AIM OF THE EXERCISE
Line by line, check the data for the string "tiled" and state how many lines have it, nothing more.

DATA SUPPLIED

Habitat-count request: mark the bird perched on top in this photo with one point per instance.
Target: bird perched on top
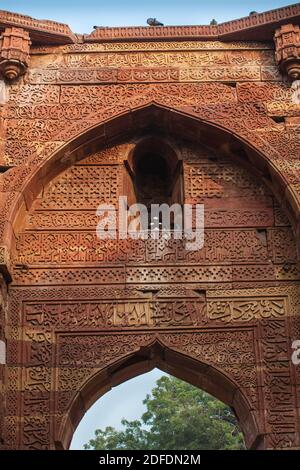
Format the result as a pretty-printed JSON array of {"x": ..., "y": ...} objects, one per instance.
[{"x": 154, "y": 22}]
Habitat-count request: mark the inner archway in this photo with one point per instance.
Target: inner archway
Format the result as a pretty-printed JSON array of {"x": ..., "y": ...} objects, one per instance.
[
  {"x": 85, "y": 302},
  {"x": 171, "y": 362},
  {"x": 158, "y": 411}
]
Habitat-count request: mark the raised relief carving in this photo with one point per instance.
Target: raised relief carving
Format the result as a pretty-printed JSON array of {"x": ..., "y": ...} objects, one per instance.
[
  {"x": 14, "y": 52},
  {"x": 287, "y": 41}
]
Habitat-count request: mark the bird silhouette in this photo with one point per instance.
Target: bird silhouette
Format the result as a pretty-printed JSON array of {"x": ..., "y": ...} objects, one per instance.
[{"x": 154, "y": 22}]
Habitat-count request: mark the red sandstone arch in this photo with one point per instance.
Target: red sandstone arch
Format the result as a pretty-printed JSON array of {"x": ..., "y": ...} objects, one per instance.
[
  {"x": 157, "y": 355},
  {"x": 132, "y": 124},
  {"x": 229, "y": 137}
]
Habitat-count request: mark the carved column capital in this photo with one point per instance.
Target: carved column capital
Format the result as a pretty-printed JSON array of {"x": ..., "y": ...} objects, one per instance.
[
  {"x": 287, "y": 42},
  {"x": 14, "y": 52}
]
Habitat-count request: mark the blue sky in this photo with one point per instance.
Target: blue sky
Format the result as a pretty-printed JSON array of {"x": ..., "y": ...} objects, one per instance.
[
  {"x": 83, "y": 15},
  {"x": 124, "y": 401}
]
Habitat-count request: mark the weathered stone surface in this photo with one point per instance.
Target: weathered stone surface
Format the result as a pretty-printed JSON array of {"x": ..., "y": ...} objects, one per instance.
[{"x": 83, "y": 314}]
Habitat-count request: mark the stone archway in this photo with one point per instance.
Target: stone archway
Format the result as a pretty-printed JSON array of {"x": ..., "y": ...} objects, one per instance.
[
  {"x": 74, "y": 302},
  {"x": 159, "y": 352}
]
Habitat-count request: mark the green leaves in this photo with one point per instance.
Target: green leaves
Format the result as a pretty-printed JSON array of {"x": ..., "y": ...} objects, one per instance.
[{"x": 178, "y": 417}]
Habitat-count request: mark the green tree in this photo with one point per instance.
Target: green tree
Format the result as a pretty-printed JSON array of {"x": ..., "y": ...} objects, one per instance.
[{"x": 178, "y": 416}]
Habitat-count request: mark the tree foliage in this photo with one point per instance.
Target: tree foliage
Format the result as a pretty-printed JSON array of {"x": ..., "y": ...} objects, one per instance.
[{"x": 178, "y": 416}]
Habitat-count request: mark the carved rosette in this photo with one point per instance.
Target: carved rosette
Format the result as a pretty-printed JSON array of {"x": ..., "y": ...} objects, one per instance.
[
  {"x": 14, "y": 52},
  {"x": 287, "y": 41}
]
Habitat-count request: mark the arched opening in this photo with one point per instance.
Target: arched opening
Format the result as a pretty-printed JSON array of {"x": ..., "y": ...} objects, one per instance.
[
  {"x": 154, "y": 176},
  {"x": 165, "y": 121},
  {"x": 157, "y": 356},
  {"x": 157, "y": 410}
]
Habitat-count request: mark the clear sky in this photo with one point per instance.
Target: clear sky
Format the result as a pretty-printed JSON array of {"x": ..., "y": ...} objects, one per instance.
[
  {"x": 124, "y": 401},
  {"x": 81, "y": 16}
]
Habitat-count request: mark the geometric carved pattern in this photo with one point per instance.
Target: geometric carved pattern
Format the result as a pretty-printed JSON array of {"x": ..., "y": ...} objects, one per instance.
[{"x": 80, "y": 310}]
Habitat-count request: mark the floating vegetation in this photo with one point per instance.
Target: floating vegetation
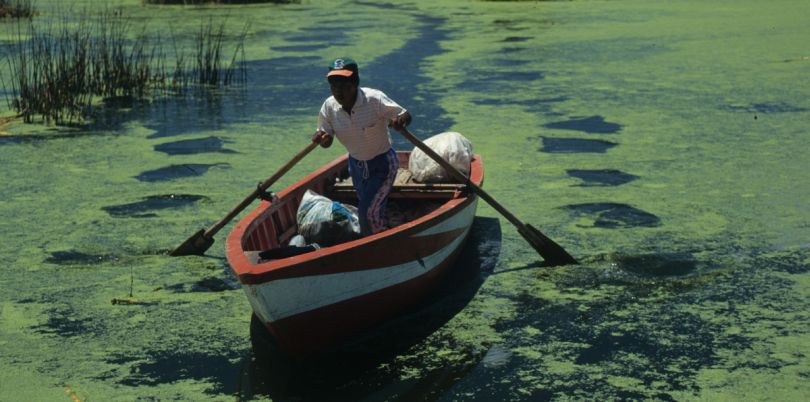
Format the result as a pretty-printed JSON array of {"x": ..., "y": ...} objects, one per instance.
[
  {"x": 16, "y": 8},
  {"x": 145, "y": 207},
  {"x": 194, "y": 2},
  {"x": 611, "y": 215},
  {"x": 60, "y": 72},
  {"x": 593, "y": 125},
  {"x": 575, "y": 145},
  {"x": 194, "y": 146},
  {"x": 601, "y": 177}
]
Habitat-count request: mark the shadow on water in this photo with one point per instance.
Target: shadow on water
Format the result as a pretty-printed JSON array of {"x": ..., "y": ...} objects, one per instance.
[
  {"x": 352, "y": 370},
  {"x": 142, "y": 209},
  {"x": 611, "y": 215},
  {"x": 766, "y": 107},
  {"x": 601, "y": 177},
  {"x": 402, "y": 84},
  {"x": 593, "y": 125},
  {"x": 73, "y": 257},
  {"x": 554, "y": 145},
  {"x": 173, "y": 172},
  {"x": 285, "y": 86}
]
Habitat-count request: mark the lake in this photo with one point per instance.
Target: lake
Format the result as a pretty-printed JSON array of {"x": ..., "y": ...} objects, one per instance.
[{"x": 663, "y": 144}]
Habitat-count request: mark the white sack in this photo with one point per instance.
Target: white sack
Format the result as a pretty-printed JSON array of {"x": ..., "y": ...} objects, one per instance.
[
  {"x": 326, "y": 222},
  {"x": 451, "y": 146}
]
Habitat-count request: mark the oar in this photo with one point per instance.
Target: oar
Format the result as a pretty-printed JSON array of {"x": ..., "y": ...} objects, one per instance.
[
  {"x": 552, "y": 252},
  {"x": 202, "y": 240}
]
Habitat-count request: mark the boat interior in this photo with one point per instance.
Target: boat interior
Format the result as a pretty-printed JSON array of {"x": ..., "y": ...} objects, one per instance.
[{"x": 408, "y": 201}]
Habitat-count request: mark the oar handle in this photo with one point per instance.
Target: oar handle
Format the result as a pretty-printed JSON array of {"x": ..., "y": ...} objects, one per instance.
[
  {"x": 211, "y": 231},
  {"x": 460, "y": 176},
  {"x": 552, "y": 252}
]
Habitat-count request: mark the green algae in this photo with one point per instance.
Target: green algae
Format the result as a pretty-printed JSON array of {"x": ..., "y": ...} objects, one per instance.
[{"x": 710, "y": 303}]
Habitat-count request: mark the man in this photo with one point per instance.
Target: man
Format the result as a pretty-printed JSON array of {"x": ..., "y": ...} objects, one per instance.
[{"x": 359, "y": 118}]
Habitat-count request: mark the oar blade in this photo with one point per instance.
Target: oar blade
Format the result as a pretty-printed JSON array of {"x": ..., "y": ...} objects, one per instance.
[
  {"x": 551, "y": 252},
  {"x": 197, "y": 244}
]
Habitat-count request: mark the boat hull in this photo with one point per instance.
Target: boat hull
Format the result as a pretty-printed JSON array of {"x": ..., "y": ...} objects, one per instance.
[{"x": 315, "y": 300}]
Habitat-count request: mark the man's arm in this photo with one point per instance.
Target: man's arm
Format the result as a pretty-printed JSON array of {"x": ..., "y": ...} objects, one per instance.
[
  {"x": 400, "y": 121},
  {"x": 322, "y": 138}
]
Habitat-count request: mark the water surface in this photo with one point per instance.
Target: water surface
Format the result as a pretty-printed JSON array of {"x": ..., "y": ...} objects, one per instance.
[{"x": 662, "y": 144}]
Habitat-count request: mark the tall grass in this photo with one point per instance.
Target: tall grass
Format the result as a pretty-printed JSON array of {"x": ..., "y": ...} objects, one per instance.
[
  {"x": 193, "y": 2},
  {"x": 16, "y": 8},
  {"x": 58, "y": 73}
]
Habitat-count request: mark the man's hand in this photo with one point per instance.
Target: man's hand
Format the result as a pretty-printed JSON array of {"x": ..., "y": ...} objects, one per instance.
[
  {"x": 398, "y": 123},
  {"x": 322, "y": 138}
]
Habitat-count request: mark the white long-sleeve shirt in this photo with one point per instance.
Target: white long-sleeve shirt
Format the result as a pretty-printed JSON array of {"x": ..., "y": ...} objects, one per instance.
[{"x": 364, "y": 133}]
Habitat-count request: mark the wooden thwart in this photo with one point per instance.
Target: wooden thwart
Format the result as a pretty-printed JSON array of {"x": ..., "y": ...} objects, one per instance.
[{"x": 404, "y": 186}]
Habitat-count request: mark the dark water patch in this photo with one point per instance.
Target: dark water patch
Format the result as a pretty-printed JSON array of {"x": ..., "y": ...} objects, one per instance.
[
  {"x": 656, "y": 265},
  {"x": 73, "y": 257},
  {"x": 601, "y": 177},
  {"x": 64, "y": 132},
  {"x": 609, "y": 215},
  {"x": 664, "y": 346},
  {"x": 791, "y": 263},
  {"x": 514, "y": 39},
  {"x": 65, "y": 322},
  {"x": 403, "y": 84},
  {"x": 511, "y": 49},
  {"x": 371, "y": 361},
  {"x": 497, "y": 82},
  {"x": 509, "y": 62},
  {"x": 331, "y": 37},
  {"x": 554, "y": 145},
  {"x": 301, "y": 48},
  {"x": 511, "y": 25},
  {"x": 208, "y": 284},
  {"x": 595, "y": 52},
  {"x": 142, "y": 209},
  {"x": 766, "y": 107},
  {"x": 593, "y": 125},
  {"x": 173, "y": 172},
  {"x": 171, "y": 366},
  {"x": 194, "y": 146}
]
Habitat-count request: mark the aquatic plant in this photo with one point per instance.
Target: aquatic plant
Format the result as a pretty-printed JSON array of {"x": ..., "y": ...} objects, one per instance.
[
  {"x": 59, "y": 72},
  {"x": 16, "y": 8}
]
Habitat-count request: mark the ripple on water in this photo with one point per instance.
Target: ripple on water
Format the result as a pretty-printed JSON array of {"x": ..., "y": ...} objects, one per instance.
[
  {"x": 592, "y": 124},
  {"x": 601, "y": 177},
  {"x": 575, "y": 145},
  {"x": 141, "y": 209},
  {"x": 173, "y": 172},
  {"x": 73, "y": 257},
  {"x": 194, "y": 146}
]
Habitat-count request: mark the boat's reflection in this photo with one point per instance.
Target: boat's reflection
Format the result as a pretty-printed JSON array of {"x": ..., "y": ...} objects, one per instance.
[{"x": 352, "y": 371}]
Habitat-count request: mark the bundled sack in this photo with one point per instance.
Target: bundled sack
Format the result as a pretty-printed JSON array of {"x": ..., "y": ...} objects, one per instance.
[
  {"x": 326, "y": 222},
  {"x": 451, "y": 146}
]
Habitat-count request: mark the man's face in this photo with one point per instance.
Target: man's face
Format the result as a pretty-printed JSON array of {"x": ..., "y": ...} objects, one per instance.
[{"x": 343, "y": 90}]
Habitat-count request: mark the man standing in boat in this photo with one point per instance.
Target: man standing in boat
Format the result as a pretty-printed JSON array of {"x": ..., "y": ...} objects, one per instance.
[{"x": 359, "y": 118}]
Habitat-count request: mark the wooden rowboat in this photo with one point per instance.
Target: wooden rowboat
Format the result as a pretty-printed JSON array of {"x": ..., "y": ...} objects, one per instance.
[{"x": 314, "y": 300}]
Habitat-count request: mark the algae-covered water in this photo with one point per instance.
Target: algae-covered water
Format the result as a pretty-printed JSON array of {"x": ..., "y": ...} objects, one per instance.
[{"x": 664, "y": 144}]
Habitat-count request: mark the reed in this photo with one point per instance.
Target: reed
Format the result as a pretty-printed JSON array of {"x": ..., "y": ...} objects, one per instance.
[
  {"x": 196, "y": 2},
  {"x": 59, "y": 72},
  {"x": 16, "y": 8}
]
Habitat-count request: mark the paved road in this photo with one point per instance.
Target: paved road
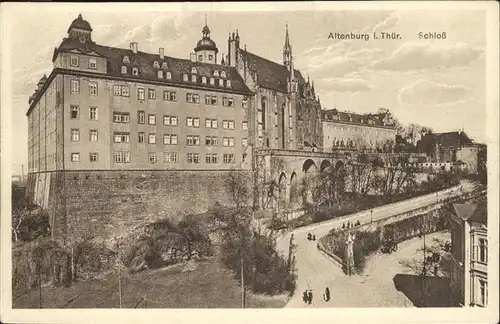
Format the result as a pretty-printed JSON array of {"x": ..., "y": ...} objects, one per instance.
[{"x": 316, "y": 271}]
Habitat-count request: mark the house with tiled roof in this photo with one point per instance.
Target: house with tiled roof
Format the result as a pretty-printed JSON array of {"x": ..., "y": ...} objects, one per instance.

ANSWER TO THE PROBLEM
2